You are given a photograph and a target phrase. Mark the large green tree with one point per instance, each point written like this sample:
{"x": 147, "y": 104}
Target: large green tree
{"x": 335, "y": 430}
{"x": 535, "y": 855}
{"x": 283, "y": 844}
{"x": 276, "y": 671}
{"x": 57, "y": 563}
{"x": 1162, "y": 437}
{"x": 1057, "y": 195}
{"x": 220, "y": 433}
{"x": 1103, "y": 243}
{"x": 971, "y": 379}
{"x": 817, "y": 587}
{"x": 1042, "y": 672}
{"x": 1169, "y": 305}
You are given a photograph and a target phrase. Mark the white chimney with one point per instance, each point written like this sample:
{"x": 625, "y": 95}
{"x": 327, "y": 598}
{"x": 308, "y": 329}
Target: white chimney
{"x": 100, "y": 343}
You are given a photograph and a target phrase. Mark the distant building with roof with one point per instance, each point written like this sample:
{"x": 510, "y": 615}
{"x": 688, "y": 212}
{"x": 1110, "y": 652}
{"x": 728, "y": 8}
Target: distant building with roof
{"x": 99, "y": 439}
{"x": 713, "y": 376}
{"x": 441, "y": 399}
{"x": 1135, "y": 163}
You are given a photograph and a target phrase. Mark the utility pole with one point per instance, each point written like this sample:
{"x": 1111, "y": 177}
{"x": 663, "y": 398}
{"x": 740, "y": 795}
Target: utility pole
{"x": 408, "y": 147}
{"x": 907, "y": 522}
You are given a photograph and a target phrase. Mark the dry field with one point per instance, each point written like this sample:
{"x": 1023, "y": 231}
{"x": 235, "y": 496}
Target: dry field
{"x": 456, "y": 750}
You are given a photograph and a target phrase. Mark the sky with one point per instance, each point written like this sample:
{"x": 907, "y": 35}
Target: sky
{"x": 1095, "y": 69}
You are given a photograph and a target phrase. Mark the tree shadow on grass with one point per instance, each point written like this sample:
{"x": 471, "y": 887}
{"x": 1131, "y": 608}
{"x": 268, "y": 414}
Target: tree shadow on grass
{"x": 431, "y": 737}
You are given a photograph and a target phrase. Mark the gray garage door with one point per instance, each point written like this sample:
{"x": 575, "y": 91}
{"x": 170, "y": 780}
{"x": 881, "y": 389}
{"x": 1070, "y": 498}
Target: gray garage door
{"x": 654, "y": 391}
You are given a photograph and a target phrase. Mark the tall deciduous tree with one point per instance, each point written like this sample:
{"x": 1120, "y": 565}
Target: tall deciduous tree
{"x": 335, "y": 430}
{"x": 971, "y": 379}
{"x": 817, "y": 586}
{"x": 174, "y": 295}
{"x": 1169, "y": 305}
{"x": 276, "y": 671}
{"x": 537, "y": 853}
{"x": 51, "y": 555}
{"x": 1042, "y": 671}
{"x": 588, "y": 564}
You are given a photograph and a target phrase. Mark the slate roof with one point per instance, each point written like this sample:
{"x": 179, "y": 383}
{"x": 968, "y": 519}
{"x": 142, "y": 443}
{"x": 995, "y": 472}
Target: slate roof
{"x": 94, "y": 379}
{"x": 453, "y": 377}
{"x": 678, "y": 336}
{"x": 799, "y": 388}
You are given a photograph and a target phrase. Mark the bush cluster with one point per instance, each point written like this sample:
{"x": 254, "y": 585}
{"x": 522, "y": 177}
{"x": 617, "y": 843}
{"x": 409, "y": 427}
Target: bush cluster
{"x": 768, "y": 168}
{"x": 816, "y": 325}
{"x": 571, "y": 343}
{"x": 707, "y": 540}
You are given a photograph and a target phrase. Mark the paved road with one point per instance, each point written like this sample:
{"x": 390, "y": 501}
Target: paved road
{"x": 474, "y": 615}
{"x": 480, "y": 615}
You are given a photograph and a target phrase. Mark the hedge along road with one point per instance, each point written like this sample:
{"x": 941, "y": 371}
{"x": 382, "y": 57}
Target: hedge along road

* * * * * * * * *

◆ **WHAT NEEDS TO BE DONE**:
Rewrite every line, starting at the one that contains "Mark the bush" and continuing through the end of the records. Lower each coordinate in the points listed after a "Target:" line by 79, and leave all other lines unchanged.

◆ **SOLUTION BELOW**:
You are given a photograph and a target phrase. Mark the bush cluster with one point per instance, each point written like this sample:
{"x": 254, "y": 585}
{"x": 522, "y": 177}
{"x": 617, "y": 843}
{"x": 409, "y": 427}
Target: bush cluster
{"x": 689, "y": 89}
{"x": 737, "y": 246}
{"x": 492, "y": 264}
{"x": 628, "y": 461}
You are given a photograph and a target phrase. Mark the paved road with one point per instance, each point written like this sample:
{"x": 390, "y": 501}
Target: paved road
{"x": 395, "y": 536}
{"x": 401, "y": 536}
You are given a photograph and a target phrase. Mark the hedge along road with one point per instance, each point written like this sample:
{"x": 941, "y": 371}
{"x": 382, "y": 57}
Target: hedge along road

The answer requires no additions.